Entries from a collection:
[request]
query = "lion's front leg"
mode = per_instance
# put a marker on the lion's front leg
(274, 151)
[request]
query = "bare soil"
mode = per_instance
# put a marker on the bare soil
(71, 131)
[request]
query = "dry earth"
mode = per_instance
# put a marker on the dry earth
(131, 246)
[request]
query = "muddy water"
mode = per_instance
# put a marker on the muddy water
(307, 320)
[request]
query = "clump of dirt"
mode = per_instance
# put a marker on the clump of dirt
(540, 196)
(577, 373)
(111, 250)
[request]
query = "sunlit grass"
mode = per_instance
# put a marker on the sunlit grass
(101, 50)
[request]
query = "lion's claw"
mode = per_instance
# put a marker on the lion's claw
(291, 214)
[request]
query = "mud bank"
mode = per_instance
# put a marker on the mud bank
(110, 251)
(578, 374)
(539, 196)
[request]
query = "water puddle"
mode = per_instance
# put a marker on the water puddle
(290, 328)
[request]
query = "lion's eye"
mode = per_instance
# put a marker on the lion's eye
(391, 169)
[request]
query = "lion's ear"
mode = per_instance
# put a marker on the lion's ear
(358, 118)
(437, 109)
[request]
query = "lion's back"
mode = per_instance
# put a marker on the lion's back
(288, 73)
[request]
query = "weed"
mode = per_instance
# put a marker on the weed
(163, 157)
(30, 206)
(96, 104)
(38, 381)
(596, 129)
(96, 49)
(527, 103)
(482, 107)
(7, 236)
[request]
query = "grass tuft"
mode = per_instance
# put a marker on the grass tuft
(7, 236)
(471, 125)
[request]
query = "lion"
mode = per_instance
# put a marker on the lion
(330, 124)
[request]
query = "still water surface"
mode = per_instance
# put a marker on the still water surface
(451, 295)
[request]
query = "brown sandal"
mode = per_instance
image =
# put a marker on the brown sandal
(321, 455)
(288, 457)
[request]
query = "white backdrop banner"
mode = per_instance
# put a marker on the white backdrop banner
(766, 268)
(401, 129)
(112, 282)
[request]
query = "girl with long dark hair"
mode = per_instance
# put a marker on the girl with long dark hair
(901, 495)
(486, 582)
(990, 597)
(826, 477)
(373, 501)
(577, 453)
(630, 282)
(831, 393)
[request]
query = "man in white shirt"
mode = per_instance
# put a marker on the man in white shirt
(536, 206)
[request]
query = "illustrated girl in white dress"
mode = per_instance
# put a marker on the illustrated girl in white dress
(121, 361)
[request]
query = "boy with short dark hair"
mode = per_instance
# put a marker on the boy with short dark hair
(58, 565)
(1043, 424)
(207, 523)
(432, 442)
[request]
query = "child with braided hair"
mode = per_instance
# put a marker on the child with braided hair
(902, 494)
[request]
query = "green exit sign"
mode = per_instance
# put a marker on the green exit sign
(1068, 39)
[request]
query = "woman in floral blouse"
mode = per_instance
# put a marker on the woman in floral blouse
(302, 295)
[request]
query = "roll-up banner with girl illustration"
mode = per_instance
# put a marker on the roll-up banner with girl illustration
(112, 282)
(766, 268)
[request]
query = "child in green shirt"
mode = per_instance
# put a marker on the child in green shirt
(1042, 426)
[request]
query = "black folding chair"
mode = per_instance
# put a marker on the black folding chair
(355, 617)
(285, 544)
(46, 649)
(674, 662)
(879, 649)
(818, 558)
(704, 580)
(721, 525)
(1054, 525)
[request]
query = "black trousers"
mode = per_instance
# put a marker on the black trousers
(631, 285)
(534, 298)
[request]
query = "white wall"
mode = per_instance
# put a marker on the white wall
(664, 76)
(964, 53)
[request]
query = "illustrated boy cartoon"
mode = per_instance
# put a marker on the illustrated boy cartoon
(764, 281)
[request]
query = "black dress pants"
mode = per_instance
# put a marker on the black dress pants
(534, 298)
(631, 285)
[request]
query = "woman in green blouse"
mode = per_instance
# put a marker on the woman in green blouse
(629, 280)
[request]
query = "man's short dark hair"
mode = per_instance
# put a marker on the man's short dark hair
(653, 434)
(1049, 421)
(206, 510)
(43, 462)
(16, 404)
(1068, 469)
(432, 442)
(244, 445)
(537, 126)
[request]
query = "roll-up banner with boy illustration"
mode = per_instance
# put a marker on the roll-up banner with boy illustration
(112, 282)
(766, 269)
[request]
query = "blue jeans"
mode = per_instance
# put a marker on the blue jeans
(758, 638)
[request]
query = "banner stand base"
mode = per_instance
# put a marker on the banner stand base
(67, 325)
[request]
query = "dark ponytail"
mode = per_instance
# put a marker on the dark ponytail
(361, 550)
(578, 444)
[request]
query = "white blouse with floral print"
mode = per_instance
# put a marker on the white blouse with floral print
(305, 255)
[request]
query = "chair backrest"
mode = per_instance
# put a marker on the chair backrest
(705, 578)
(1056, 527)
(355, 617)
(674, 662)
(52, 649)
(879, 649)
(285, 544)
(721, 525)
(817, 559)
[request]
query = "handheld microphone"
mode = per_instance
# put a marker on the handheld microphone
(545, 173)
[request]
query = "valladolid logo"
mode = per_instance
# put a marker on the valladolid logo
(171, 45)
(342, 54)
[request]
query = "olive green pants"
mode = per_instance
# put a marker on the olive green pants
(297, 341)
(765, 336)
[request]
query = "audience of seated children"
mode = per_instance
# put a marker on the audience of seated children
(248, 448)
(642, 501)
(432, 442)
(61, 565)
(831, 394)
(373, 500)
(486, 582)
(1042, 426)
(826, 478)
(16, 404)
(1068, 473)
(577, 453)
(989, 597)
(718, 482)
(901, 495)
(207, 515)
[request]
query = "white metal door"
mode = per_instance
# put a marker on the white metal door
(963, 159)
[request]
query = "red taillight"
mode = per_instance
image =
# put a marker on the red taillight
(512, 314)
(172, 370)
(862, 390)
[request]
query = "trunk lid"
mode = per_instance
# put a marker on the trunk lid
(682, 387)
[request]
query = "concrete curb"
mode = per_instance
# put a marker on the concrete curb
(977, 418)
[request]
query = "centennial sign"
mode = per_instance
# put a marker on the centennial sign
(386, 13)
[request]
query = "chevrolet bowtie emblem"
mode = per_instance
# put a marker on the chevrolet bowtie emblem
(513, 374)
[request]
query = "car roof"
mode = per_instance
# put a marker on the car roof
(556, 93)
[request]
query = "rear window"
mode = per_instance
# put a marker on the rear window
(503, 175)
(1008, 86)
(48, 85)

■ DIRECTIONS ■
Which lines above contain the word "puddle"? Copy each one.

■ REPLY TO THE EXERCISE ■
query = "water puddle"
# put a marker on the water puddle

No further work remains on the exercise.